* _Aim of the exercise_
Reproduce exactly the line that contains "Target: broad green tree" and all lines that follow it in the records below, ending with the last one.
--- Data records ---
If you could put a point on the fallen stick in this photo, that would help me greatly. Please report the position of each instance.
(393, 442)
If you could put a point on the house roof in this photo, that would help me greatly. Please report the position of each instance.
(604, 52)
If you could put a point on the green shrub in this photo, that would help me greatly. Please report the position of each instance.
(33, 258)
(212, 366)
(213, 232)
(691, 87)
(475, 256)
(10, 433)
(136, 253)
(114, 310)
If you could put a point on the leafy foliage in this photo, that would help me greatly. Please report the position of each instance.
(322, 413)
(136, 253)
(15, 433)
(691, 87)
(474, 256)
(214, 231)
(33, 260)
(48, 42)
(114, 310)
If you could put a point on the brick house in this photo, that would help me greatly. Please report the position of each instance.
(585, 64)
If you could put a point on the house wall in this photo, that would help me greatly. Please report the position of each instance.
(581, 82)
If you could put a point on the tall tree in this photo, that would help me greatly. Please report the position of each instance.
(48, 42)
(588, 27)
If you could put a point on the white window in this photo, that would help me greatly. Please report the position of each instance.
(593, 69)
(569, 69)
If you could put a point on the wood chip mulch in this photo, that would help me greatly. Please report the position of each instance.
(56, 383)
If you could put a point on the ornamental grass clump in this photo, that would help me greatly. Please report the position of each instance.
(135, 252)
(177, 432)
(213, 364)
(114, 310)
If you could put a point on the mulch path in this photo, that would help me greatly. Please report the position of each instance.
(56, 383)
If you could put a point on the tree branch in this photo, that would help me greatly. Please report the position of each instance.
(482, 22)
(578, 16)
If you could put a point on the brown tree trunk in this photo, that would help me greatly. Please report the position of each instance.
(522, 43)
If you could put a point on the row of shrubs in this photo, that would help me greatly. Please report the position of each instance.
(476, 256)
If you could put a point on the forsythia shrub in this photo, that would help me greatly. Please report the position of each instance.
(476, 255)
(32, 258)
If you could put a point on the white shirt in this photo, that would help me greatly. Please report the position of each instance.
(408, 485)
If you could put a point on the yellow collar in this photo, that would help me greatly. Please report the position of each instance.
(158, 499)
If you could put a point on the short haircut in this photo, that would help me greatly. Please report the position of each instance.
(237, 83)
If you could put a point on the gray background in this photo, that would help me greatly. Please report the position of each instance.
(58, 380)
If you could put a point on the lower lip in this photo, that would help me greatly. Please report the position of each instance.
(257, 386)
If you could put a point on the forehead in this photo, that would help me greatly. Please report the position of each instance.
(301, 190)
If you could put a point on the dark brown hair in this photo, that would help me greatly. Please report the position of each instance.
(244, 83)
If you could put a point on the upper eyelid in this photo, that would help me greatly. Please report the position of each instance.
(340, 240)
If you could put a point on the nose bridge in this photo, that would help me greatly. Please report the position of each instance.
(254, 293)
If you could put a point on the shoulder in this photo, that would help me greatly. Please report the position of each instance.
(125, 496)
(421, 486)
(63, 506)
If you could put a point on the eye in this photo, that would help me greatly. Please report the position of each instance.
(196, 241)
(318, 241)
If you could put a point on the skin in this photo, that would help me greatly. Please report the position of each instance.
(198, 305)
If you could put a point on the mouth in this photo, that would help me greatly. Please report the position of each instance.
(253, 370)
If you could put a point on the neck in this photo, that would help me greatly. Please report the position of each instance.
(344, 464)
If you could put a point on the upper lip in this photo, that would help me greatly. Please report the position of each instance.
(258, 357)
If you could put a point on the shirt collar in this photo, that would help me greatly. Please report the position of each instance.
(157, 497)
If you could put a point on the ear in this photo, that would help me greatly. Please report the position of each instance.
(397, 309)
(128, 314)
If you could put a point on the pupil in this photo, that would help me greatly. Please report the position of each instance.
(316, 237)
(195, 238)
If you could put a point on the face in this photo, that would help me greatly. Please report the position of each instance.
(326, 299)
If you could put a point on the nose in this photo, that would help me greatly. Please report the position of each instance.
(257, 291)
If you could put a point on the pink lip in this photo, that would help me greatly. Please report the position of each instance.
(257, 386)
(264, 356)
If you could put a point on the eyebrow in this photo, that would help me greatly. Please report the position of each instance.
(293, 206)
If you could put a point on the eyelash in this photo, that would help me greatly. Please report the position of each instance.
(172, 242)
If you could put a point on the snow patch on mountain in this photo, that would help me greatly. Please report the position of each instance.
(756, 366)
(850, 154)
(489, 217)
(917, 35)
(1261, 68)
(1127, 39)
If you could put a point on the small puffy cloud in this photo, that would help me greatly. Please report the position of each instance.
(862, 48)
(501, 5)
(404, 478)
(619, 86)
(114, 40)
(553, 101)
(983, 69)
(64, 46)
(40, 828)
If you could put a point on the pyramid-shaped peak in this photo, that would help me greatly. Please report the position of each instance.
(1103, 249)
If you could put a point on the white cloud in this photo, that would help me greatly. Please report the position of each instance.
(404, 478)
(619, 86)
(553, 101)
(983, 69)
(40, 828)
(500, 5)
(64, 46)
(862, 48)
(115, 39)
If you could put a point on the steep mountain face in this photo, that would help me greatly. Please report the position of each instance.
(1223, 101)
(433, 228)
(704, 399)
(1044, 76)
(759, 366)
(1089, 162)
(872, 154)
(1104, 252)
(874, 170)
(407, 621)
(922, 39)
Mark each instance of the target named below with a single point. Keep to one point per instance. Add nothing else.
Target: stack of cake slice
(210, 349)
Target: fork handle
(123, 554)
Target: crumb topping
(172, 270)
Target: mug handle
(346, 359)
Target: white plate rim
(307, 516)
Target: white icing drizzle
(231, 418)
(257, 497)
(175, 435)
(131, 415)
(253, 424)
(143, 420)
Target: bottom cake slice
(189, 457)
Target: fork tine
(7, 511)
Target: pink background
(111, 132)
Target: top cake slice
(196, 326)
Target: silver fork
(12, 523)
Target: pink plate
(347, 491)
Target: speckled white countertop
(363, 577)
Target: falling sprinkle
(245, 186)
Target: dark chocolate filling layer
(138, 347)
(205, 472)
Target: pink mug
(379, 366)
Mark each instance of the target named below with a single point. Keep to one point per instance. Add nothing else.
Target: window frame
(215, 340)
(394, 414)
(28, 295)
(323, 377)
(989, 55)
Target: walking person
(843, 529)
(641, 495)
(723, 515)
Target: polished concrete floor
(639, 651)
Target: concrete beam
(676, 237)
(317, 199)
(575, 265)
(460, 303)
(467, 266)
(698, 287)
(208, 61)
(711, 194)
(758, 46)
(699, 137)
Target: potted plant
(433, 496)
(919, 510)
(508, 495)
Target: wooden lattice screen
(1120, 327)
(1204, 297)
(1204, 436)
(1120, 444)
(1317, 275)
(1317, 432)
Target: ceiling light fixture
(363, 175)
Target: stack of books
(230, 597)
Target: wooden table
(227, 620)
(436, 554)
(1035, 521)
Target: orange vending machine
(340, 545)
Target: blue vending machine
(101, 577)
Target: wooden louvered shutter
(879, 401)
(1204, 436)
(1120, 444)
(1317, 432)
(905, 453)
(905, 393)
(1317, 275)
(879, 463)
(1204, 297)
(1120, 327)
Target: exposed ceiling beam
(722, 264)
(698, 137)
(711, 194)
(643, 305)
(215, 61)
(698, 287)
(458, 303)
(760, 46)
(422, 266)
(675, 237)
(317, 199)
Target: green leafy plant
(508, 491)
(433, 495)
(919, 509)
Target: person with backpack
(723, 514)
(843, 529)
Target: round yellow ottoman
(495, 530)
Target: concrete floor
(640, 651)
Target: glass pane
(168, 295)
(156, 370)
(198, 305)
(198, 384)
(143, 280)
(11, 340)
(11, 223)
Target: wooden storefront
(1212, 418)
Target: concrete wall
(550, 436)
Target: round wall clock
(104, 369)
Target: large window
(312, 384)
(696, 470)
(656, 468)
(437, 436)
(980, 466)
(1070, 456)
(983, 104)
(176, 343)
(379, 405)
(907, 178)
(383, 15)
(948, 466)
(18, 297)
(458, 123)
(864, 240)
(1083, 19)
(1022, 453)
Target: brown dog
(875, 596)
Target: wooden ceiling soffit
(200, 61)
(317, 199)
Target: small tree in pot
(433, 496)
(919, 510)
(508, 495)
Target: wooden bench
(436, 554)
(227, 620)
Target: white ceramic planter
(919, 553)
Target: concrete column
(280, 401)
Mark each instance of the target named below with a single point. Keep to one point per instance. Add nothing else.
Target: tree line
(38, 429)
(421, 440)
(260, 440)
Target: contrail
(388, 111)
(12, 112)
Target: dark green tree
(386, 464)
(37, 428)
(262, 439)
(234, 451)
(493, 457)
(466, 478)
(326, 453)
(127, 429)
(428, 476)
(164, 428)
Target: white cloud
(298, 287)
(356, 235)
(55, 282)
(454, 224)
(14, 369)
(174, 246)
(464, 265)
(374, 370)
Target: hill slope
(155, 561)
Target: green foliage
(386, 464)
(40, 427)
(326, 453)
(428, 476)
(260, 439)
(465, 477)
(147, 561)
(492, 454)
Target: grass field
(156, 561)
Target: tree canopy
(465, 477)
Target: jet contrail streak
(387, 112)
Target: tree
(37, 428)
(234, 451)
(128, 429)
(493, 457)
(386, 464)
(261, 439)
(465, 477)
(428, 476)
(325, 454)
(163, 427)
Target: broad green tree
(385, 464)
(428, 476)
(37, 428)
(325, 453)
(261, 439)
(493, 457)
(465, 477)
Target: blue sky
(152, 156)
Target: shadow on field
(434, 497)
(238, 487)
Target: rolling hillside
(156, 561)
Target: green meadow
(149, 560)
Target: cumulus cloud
---
* _Output for this exercise_
Target: broad green tree
(385, 464)
(428, 476)
(37, 428)
(325, 453)
(261, 439)
(493, 457)
(465, 477)
Target: blue sky
(152, 156)
Target: shadow on field
(434, 497)
(238, 487)
Target: rolling hillside
(156, 561)
Target: green meadow
(149, 560)
Target: cumulus cloud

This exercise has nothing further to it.